• [Activity]: Return each line below holding the string "stag".

::: Materials provided

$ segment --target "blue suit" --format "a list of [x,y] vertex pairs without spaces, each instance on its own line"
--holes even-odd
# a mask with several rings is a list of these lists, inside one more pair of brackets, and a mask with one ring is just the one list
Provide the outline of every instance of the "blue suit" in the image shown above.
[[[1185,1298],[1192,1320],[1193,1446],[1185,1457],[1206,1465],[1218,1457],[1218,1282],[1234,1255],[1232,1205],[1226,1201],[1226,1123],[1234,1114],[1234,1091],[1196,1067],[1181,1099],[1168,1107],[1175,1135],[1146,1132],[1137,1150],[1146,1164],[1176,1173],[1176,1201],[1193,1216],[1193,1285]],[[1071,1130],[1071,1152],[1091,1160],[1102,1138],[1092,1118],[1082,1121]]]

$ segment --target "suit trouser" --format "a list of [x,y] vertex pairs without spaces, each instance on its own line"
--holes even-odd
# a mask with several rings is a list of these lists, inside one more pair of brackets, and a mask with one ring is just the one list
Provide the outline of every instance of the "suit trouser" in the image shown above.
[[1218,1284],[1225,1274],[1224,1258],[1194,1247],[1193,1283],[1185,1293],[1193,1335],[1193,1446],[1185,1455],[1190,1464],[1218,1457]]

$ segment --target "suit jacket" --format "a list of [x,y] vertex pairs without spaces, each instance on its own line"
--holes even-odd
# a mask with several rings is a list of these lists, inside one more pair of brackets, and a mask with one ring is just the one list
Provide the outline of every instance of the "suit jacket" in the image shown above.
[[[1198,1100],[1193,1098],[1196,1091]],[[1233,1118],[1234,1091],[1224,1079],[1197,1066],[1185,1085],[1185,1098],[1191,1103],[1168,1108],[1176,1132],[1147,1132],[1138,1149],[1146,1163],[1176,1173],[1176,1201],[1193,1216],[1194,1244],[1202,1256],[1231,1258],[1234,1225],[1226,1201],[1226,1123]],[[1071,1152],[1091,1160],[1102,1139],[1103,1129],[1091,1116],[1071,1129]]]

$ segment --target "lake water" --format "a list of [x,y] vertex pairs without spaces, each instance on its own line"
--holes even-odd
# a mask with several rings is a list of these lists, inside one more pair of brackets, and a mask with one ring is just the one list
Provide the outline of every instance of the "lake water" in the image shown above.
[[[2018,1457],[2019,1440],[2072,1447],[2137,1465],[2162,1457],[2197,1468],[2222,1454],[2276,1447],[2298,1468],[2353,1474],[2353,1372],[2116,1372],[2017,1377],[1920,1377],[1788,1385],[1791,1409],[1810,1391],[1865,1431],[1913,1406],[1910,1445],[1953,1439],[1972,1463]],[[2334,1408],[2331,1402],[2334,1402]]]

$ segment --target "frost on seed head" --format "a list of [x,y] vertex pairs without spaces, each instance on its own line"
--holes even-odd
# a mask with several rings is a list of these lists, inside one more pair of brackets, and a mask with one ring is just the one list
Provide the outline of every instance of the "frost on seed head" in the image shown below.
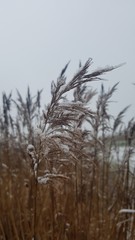
[[27,147],[27,152],[31,153],[31,152],[34,152],[34,151],[35,151],[35,147],[32,144],[29,144],[28,147]]
[[[53,169],[53,170],[56,171],[56,169]],[[52,182],[56,179],[69,180],[69,177],[67,177],[63,174],[57,174],[57,171],[56,171],[56,173],[50,173],[49,170],[46,170],[45,174],[43,176],[40,176],[40,177],[37,178],[37,181],[40,184],[47,184],[47,183]]]
[[42,135],[42,130],[40,128],[36,128],[34,132],[36,136]]

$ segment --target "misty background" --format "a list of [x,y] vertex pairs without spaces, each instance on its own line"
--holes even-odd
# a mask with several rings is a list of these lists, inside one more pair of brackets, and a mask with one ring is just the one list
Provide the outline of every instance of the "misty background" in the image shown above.
[[[50,100],[51,81],[65,64],[67,81],[82,63],[91,70],[126,62],[103,77],[105,89],[119,82],[112,98],[114,115],[131,104],[125,121],[135,116],[135,2],[134,0],[0,0],[0,97],[16,88],[22,96],[44,89]],[[91,83],[100,91],[101,82]],[[93,107],[93,106],[92,106]]]

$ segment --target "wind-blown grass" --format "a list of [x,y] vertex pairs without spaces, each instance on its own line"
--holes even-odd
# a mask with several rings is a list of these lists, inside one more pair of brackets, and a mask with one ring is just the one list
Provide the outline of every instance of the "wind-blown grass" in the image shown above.
[[[26,100],[18,91],[17,100],[3,93],[1,239],[135,239],[135,176],[130,171],[135,122],[123,124],[128,107],[116,118],[109,113],[118,84],[108,91],[101,85],[96,110],[91,109],[96,91],[86,84],[100,84],[103,74],[118,67],[89,73],[91,64],[91,59],[80,64],[70,81],[67,64],[52,82],[52,98],[43,111],[42,91],[33,98],[28,88]],[[125,143],[122,159],[118,138]]]

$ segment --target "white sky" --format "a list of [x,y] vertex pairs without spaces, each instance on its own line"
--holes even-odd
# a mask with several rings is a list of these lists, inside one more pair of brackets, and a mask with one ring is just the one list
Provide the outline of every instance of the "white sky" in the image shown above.
[[71,60],[70,77],[89,57],[92,69],[126,62],[106,74],[104,84],[120,82],[112,113],[132,104],[126,120],[134,116],[134,0],[0,0],[0,93],[17,88],[25,95],[29,85],[34,95],[44,88],[47,103],[65,64]]

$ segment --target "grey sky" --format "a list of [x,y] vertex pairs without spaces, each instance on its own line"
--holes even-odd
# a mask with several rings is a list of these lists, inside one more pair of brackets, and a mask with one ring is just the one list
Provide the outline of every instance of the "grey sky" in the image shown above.
[[104,84],[120,82],[112,113],[132,104],[126,119],[135,115],[134,0],[0,0],[0,93],[24,95],[29,85],[33,94],[44,88],[47,102],[64,65],[71,60],[70,77],[89,57],[92,69],[126,62]]

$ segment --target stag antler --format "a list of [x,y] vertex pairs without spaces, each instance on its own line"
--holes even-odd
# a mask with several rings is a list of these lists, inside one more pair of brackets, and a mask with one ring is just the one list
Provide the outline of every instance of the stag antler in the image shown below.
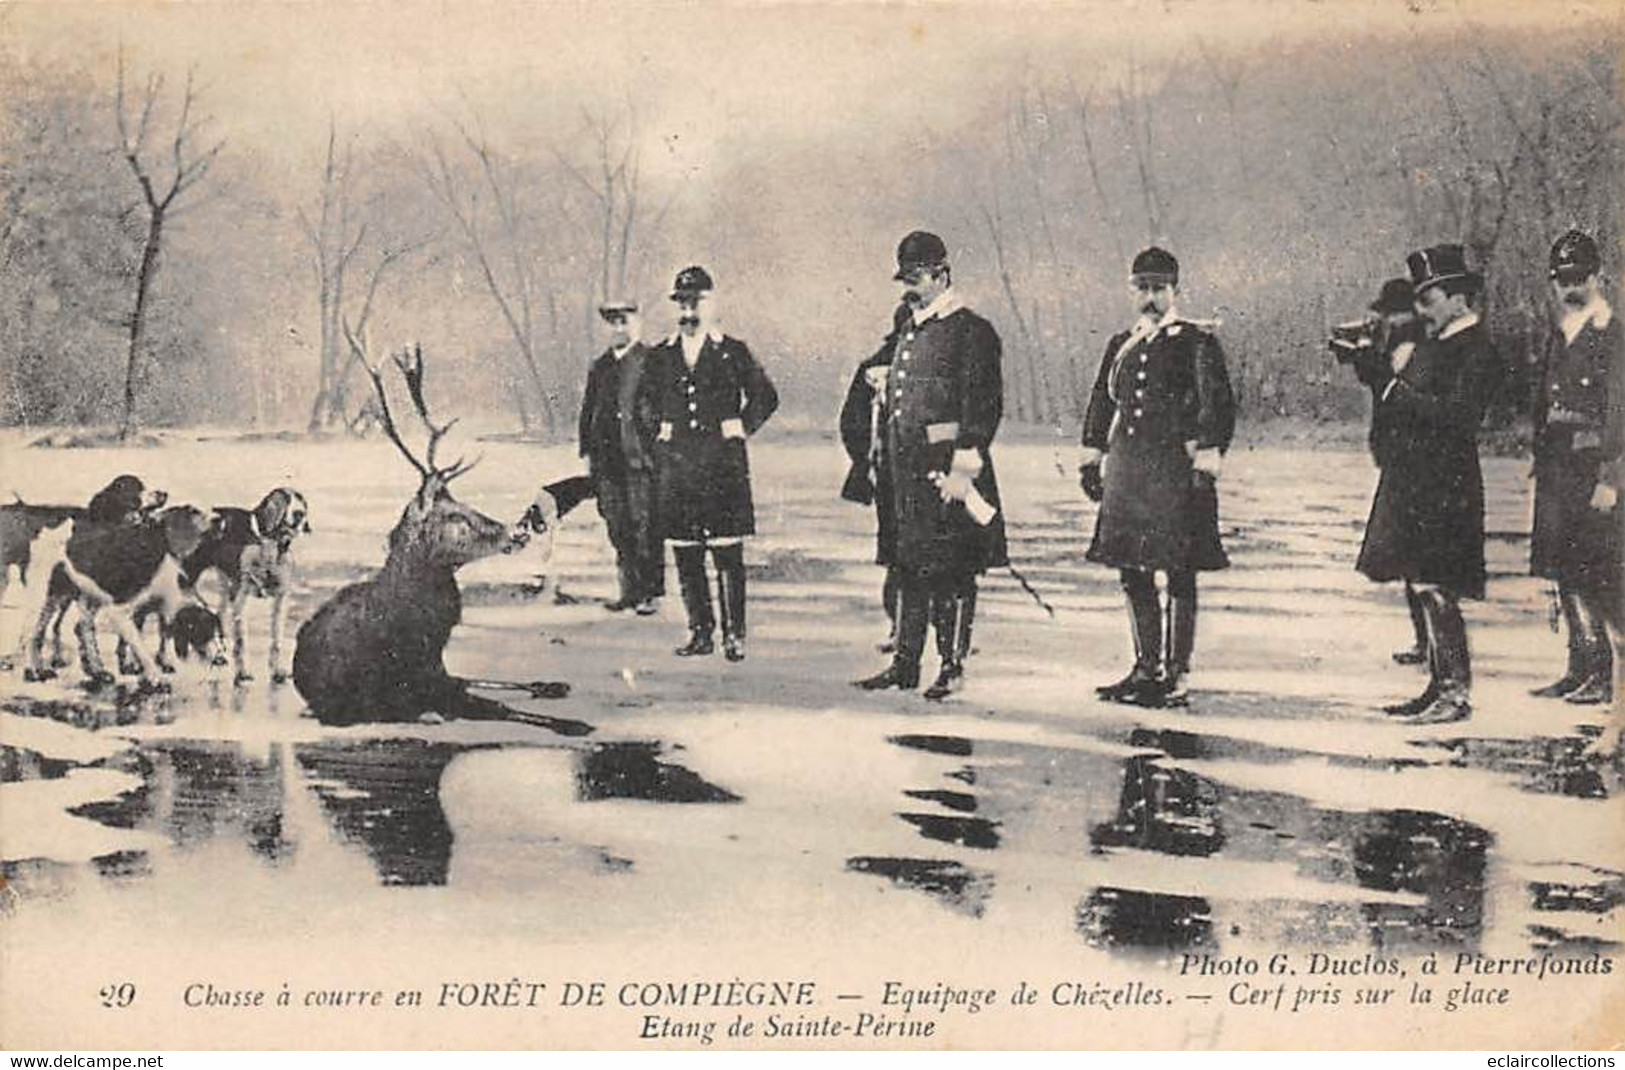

::::::

• [Task response]:
$ segment --target stag antler --format "a list of [x,y] vertex pairs without spaces, each instance on its own line"
Provide the outline of every instance of the stag antler in the image shown below.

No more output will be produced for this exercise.